= Entries drawn from a collection =
* * *

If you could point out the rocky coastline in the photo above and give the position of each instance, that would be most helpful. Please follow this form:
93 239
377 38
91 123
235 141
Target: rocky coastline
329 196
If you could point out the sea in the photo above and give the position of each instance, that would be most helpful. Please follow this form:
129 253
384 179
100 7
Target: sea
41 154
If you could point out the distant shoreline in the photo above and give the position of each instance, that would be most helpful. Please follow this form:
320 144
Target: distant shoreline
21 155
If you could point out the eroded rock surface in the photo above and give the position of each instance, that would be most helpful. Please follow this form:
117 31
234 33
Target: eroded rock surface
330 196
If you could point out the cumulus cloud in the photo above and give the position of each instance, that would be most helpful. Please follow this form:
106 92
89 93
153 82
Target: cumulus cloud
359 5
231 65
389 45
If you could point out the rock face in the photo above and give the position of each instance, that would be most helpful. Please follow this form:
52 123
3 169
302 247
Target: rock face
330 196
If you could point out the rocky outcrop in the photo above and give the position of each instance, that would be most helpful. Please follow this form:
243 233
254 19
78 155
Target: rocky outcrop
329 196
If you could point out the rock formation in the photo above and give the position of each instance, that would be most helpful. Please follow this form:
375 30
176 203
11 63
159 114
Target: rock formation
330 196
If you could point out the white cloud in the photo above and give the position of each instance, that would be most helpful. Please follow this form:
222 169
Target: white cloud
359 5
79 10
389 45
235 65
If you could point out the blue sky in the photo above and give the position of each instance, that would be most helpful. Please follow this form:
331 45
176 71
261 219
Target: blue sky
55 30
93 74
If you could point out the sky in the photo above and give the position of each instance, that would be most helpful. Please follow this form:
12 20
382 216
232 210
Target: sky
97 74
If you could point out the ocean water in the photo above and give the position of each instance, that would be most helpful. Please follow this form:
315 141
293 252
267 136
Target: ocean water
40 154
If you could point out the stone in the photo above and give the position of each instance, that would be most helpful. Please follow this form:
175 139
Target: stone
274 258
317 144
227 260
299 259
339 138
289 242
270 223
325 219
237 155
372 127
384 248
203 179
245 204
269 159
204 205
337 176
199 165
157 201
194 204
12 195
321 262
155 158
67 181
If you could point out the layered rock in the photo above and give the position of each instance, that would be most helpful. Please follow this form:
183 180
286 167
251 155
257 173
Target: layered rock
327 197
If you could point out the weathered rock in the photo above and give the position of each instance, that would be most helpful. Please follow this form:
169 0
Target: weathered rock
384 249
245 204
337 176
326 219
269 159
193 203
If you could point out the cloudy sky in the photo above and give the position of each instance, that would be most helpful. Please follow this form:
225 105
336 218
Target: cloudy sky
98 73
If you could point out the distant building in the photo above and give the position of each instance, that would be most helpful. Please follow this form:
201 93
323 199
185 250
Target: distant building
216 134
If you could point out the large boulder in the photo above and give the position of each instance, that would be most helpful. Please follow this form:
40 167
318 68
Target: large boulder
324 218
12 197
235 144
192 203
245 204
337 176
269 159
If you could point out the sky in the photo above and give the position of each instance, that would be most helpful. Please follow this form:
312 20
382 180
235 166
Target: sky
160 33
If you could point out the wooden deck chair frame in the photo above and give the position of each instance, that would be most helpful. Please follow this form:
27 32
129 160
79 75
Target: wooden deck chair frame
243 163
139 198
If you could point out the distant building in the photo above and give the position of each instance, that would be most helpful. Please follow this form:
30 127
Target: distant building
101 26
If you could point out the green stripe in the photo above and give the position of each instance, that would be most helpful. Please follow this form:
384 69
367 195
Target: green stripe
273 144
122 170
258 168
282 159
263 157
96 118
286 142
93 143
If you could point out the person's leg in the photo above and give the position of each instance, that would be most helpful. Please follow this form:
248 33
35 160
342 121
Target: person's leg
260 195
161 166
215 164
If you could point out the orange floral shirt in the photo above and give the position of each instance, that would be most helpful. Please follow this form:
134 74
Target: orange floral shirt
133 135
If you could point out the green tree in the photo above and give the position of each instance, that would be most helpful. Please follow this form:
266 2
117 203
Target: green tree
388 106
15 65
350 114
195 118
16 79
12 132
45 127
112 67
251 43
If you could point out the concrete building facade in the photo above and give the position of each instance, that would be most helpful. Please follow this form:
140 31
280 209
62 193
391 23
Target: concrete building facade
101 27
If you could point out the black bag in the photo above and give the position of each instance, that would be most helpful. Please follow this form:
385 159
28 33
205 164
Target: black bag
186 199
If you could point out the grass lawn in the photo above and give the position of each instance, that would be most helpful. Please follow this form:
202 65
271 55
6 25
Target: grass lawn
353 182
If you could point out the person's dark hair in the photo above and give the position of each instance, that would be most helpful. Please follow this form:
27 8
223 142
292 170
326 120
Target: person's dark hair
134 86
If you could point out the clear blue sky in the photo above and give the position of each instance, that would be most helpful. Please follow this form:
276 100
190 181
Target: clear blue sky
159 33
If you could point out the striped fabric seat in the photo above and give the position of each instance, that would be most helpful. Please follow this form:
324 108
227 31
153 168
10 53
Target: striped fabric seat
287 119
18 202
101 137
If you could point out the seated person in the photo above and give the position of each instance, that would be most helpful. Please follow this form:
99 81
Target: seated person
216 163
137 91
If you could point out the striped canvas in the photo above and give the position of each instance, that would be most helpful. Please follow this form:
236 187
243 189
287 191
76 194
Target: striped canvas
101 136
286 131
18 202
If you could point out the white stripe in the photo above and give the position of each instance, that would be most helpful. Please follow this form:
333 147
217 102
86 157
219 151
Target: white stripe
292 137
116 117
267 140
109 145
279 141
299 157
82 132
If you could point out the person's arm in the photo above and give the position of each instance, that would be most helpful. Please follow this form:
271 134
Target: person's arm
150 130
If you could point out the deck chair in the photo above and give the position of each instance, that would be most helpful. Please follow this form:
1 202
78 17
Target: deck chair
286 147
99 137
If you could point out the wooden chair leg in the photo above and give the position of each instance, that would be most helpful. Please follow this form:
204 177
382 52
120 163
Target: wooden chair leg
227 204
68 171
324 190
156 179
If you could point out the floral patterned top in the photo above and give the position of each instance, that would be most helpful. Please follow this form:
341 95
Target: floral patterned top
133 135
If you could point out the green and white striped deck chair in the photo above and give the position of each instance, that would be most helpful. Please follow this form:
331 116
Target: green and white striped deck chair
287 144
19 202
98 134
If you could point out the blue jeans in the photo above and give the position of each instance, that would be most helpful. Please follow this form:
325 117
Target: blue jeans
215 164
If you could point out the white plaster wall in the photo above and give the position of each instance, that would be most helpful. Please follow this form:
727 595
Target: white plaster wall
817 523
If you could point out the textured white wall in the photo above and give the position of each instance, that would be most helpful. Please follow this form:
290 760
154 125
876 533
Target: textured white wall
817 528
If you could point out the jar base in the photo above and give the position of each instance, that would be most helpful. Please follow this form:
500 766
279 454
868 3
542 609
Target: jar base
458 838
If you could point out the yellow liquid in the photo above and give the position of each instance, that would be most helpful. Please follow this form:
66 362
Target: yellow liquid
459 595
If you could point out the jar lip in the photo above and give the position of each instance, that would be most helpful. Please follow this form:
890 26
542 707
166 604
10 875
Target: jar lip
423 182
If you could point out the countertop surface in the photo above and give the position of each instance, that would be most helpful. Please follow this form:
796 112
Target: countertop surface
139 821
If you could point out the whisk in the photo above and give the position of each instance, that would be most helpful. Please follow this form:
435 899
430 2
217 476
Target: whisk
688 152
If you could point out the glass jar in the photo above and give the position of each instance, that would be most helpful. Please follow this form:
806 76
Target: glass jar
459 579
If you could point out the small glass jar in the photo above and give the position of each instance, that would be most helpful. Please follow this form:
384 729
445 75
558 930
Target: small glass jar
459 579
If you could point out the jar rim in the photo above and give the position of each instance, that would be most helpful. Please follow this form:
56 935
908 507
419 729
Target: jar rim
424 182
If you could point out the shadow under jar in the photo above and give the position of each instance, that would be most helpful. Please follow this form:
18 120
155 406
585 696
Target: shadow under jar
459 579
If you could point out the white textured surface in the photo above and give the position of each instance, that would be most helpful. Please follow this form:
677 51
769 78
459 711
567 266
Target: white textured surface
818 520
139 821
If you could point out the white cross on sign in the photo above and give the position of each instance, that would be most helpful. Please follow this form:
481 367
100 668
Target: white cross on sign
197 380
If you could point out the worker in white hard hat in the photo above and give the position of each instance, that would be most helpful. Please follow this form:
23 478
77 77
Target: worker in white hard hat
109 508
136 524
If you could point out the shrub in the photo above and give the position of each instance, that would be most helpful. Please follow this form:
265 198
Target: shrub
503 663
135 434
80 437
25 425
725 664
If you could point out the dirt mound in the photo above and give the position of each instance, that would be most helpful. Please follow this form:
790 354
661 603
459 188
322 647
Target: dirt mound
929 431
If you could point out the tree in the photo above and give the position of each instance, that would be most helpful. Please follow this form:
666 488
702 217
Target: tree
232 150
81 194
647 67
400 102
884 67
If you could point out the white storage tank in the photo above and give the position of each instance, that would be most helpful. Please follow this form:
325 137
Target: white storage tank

* * *

= What you need to do =
Arrange the material as a Markdown table with the columns "Row" and "Line", starting at the line containing "If you could point out the white textured" and running through the end of the material. Give each line its own numbered row and leave out blank lines.

= Solution for this problem =
| Row | Line |
|---|---|
| 1 | If you could point out the white textured surface in the photo above and give the position of each instance, that would be most helpful. Please follow this form: |
| 2 | 677 51 |
| 3 | 769 78 |
| 4 | 459 711 |
| 5 | 567 266 |
| 6 | Target: white textured surface |
| 7 | 818 520 |
| 8 | 139 821 |
| 9 | If you could point out the white cross on sign in the photo above and give the position of each instance, that would be most helpful. Please follow this form: |
| 10 | 481 367 |
| 11 | 100 668 |
| 12 | Target: white cross on sign |
| 13 | 197 380 |
| 14 | If you could point out the worker in white hard hat in the photo above and give the position of each instance, that would be most helpful. Please follow this form: |
| 15 | 23 478 |
| 16 | 77 77 |
| 17 | Target: worker in white hard hat |
| 18 | 109 508 |
| 19 | 136 524 |
| 20 | If you could point out the shrub in the photo above and give the position of each instance, that would be most helpful. Please follow this form: |
| 21 | 265 198 |
| 22 | Target: shrub |
| 23 | 503 663 |
| 24 | 135 434 |
| 25 | 80 437 |
| 26 | 25 425 |
| 27 | 725 664 |
| 28 | If you could point out the dirt mound in the photo above and give the position of each instance, that would be most helpful. Please follow this form: |
| 29 | 790 354 |
| 30 | 661 603 |
| 31 | 459 188 |
| 32 | 322 647 |
| 33 | Target: dirt mound |
| 34 | 929 431 |
| 35 | If you could point out the tree in the photo above and give the position of each instance, that would be most helpful. Please follow this form: |
| 36 | 666 488 |
| 37 | 702 217 |
| 38 | Target: tree |
| 39 | 232 150 |
| 40 | 81 194 |
| 41 | 647 67 |
| 42 | 400 102 |
| 43 | 884 67 |
| 44 | If you could point out the white storage tank in the photo above and give the position of each instance, that would be most helpful. Please follow this form: |
| 45 | 325 137 |
| 46 | Target: white storage tank |